[[ Document excerpt open ]]
Voice-driven editing for structured documents

What we built

We built a voice-driven editing prototype where voice is integrated into the editor, not a separate chat surface.

With the Tiptap AI Toolkit, the assistant can read the structure of your document and apply changes as real editing operations, not separate text you have to integrate back into the editor. Edits stream in as suggestions in place, so you can accept or reject them and stay in control.

Why voice editing is hard

For many people, voice is a natural and effective way to work with a document, but making it reliable for precise edits is still hard.

Dictating text is easy. Editing is the hard part: restructure, rewrite, move blocks, format, and stay consistent. That’s where most voice assistants fall back to the same workflow: talk to a chatbot, copy, paste, compare, repeat.

This pattern exists for a reason: it’s difficult to improve upon. Most voice tools live outside the editor, so they return text instead of changes. When someone says, “Make this shorter and turn the last part into bullets,” the system still has to decide what to change, where to apply it, and how to do it without breaking structure.

Where voice fits

Voice is becoming a core input method for content creation, not because typing is going away, but because writing doesn’t happen only at a keyboard.

Ideas show up in moments where you don’t have a clean writing setup: walking, commuting, driving, training, moving between meetings. Voice is also essential when your hands are unavailable or when it is simply the most practical tool.

The real reason we care is simple: voice can reduce the distance between having an idea and capturing it. The hard part is what comes next, turning that input into precise, reviewable edits.

Core idea: AI Toolkit enables document-aware voice

Voice becomes useful for editing when it can operate on the document, not just generate text, but doing that reliably requires structure, targeting, and changes that stay valid.
[[ Document excerpt closed ]]
**Brief**:
Resume the text on voice-driven editing for structured documents, picking up right after its final sentence. The data that follows was taken from a different source than the text on voice-driven editing.
[[ Supplied entries open ]]
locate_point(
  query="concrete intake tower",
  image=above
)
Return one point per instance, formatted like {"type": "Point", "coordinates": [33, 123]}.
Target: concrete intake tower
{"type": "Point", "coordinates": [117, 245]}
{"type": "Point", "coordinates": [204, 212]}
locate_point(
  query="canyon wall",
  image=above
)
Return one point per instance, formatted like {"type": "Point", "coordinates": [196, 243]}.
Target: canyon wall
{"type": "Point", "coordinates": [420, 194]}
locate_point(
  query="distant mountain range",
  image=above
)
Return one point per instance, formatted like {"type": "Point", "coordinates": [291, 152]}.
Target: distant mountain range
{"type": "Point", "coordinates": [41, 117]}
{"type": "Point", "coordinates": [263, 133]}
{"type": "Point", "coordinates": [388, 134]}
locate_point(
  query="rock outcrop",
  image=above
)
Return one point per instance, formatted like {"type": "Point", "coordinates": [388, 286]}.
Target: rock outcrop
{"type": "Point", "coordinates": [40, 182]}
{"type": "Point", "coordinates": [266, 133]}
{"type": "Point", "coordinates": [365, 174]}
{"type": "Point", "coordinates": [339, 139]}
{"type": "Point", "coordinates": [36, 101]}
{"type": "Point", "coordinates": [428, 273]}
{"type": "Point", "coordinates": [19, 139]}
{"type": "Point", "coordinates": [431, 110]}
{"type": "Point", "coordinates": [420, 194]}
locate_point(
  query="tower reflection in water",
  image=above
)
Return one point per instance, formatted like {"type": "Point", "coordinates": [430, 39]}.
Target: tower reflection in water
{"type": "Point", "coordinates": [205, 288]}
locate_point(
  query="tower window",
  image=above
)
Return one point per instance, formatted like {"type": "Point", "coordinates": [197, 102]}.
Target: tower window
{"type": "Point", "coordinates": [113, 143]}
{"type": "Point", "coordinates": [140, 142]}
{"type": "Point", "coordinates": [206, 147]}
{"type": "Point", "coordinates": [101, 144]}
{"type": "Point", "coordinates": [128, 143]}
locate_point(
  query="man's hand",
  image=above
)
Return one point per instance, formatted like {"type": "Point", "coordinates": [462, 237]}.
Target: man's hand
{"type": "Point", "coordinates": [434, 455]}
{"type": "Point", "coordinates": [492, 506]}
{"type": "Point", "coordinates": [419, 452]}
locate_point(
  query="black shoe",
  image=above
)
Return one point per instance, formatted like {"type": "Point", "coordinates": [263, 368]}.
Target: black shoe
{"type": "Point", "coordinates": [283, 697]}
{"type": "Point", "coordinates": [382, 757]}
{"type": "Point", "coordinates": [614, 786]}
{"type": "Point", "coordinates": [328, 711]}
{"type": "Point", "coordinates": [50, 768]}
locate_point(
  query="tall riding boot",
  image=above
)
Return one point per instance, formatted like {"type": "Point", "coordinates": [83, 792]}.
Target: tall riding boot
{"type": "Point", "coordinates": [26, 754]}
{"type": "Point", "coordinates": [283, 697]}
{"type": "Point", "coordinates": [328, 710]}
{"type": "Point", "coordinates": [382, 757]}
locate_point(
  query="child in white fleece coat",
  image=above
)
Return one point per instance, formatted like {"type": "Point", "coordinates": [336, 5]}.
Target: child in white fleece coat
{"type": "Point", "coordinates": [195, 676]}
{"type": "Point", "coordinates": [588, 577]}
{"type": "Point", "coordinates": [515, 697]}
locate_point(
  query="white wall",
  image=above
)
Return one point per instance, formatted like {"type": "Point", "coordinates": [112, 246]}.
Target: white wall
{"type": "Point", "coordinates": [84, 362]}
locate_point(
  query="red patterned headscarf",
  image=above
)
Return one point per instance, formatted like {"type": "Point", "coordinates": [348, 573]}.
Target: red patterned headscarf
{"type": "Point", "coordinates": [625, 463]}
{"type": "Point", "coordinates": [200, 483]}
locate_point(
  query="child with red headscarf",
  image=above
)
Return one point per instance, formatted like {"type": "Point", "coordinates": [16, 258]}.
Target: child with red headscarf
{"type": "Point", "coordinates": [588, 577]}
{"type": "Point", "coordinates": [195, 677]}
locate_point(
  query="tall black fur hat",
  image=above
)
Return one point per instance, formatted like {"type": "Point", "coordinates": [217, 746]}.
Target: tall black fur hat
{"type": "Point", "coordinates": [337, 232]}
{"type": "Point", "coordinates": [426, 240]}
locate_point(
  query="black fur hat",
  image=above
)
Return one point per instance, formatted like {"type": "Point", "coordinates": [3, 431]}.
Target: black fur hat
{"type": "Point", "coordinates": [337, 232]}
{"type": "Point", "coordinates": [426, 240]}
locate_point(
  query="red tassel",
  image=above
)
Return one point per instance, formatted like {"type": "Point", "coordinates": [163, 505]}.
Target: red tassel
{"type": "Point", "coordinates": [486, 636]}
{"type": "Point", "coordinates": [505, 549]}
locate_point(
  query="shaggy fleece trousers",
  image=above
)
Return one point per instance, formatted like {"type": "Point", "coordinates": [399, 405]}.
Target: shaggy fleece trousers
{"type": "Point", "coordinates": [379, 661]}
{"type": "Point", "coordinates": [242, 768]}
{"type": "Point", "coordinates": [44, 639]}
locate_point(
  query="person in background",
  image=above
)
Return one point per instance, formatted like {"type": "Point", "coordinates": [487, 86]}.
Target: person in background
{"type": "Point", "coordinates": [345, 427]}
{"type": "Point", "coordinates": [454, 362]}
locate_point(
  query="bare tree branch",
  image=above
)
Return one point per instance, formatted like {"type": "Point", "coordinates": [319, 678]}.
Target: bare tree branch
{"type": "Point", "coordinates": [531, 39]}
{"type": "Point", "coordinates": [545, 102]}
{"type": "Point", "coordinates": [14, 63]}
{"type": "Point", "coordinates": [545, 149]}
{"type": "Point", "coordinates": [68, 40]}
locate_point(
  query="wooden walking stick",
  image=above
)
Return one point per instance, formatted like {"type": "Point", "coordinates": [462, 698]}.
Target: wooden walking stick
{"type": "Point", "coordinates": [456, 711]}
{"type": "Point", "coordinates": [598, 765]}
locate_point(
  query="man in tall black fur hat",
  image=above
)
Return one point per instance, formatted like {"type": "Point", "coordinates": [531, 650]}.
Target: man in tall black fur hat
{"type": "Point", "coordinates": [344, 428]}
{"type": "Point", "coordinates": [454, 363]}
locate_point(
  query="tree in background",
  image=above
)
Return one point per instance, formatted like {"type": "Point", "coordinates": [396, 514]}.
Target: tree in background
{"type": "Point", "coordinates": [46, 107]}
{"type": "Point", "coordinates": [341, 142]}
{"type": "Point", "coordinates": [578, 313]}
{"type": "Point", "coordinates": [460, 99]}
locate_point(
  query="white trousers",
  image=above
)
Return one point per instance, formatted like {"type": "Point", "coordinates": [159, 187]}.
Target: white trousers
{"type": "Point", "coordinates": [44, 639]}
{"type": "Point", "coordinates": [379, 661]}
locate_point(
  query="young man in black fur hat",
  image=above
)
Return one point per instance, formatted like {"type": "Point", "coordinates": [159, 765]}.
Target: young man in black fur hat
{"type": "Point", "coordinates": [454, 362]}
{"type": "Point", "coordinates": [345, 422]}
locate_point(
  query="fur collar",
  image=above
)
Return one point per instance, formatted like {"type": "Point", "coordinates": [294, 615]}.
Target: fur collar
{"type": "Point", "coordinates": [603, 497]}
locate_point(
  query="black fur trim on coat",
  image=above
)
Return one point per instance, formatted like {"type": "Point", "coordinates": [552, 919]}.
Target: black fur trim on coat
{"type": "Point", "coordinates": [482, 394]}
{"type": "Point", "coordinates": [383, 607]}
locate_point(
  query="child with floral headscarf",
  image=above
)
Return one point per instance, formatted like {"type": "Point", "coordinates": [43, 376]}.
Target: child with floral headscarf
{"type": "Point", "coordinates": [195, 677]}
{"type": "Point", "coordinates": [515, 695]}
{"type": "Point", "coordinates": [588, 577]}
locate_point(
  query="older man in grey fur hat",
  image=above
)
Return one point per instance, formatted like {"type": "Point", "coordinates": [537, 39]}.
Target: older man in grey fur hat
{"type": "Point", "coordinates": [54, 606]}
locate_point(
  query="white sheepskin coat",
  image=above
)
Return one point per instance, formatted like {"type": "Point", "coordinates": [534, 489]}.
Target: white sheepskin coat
[[ Supplied entries closed ]]
**Response below**:
The Tiptap AI Toolkit makes this easier by giving the assistant structured access to your document model, so it can apply controlled, reviewable editing operations instead of returning text you have to integrate back into the editor.

This experiment tests what happens when you combine that document-aware editing layer with voice input.

How it works in the prototype

The prototype supports two interaction patterns.

In Voice Assistant, you speak to the assistant and it proposes document-aware changes directly in the editor. Edits stream in as suggestions, so you can accept or reject them.

In Transcribe, you dictate text with a small set of spoken commands for structure and formatting.

To make edits precise, the assistant needs a target. In the demo, you can select content by voice (for example, a paragraph or a section) and then apply an action to that selection.

Understanding intent

This is the hardest part: deciding what a spoken phrase means in the moment.

In voice editing, people naturally mix content and instructions. They think out loud, revise mid-sentence, and reference parts of the document with “this” and “that.” A system that treats everything as dictation will miss commands. A system that treats everything as commands will interrupt writing.

Our prototype uses two interaction patterns to reduce ambiguity. It works, but it’s only a starting point. The real goal is a single, natural voice flow where the system can infer intent, ask when it’s unsure, and confirm high-impact operations without slowing you down.

The direction we care about is clear: intent detection that uses document context, confirms high-impact operations, and recovers gracefully when it gets it wrong.

Why we’re excited

Even with the rough edges, the prototype demonstrates something important: when voice is integrated into the editor – and paired with a toolkit that understands documents – the experience starts to feel less like talking to a bot and more like editing with a collaborator.

For us, that’s the point. Voice is another layer for interacting with structured content, and structure is where Tiptap is strongest.

Closing thought

Typing will remain the default for many workflows. But voice has unique strengths: speed, immediacy, and accessibility in moments where keyboards don’t work, and for people who think better when talking.

This experiment asks a simple question:

What if voice wasn’t just a way to input text, but a way to operate a document?

We don’t have all the answers yet. But we think it’s worth exploring—because the future of writing will be multi-modal, and editors should meet writers where ideas actually happen.

If you’re building with Tiptap, the AI Toolkit handles the document-aware editing layer, so you can focus on the voice experience.